→ Task: Please gather every line in the data below that contains the word "positive", treating uppercase and lowercase as different.

(Data entries)
__________

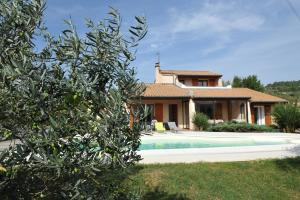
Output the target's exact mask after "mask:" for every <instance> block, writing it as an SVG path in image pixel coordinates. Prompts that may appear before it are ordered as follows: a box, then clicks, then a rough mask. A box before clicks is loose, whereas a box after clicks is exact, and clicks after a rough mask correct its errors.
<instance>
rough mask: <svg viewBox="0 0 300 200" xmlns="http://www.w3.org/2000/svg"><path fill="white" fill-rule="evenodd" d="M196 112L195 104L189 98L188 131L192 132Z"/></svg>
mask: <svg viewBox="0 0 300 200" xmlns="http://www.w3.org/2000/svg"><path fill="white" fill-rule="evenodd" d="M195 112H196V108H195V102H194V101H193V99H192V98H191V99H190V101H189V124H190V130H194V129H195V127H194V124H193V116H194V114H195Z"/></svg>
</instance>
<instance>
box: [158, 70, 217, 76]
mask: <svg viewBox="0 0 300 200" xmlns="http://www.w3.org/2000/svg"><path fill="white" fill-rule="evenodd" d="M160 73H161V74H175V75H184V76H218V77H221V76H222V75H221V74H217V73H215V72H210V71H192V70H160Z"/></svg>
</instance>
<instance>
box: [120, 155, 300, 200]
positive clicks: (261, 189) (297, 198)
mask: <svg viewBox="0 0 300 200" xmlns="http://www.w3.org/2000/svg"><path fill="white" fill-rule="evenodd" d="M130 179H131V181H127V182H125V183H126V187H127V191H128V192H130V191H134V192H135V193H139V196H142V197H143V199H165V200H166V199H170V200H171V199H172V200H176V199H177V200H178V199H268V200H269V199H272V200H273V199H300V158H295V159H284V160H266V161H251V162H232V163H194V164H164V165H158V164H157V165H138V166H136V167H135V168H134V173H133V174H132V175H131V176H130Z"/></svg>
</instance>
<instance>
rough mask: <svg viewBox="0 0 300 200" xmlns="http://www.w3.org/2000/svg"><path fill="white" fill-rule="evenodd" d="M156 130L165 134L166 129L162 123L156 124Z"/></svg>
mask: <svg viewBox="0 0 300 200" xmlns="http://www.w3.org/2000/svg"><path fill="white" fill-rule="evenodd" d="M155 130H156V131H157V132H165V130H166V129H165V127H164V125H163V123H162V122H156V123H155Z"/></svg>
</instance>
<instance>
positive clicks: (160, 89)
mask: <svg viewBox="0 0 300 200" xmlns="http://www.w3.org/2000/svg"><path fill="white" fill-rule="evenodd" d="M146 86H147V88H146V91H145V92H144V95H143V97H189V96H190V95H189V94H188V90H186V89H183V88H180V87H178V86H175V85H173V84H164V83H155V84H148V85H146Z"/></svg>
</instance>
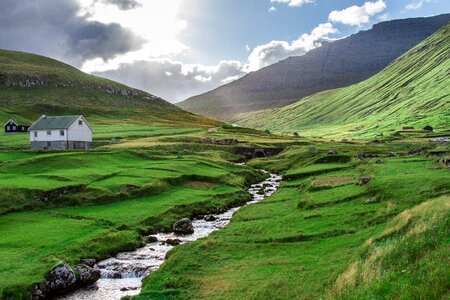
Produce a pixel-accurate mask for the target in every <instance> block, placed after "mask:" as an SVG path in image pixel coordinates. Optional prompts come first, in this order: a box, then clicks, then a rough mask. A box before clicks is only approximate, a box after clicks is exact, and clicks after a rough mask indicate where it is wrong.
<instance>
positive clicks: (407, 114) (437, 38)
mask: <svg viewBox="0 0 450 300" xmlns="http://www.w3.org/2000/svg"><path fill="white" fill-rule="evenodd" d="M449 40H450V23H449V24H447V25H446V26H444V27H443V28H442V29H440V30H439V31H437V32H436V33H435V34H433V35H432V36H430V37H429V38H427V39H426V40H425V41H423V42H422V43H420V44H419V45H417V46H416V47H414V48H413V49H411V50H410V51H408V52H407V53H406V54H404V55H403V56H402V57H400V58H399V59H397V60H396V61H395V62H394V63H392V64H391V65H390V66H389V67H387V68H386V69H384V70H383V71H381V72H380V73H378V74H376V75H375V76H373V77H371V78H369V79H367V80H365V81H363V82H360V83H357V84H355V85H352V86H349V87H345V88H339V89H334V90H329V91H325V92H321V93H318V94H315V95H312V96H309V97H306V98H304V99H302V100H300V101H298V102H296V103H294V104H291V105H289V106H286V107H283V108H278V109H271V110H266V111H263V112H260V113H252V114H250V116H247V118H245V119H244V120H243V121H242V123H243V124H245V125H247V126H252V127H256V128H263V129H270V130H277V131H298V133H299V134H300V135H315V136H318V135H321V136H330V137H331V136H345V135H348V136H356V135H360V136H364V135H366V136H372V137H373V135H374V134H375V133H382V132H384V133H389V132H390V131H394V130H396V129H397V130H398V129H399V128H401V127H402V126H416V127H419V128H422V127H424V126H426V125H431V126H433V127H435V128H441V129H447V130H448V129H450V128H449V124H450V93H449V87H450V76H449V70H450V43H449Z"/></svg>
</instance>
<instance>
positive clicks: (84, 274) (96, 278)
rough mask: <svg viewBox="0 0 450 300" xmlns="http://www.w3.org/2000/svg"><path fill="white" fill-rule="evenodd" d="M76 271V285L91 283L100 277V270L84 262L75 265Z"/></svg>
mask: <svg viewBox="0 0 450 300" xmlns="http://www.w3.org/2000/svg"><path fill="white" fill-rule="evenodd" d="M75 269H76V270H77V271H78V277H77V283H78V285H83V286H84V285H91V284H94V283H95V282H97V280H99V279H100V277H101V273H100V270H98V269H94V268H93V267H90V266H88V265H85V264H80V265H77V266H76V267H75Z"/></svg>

__________

→ Solution:
positive clicks: (261, 189) (297, 198)
positive clicks: (160, 89)
positive clicks: (407, 114) (437, 38)
positive clicks: (84, 274) (96, 278)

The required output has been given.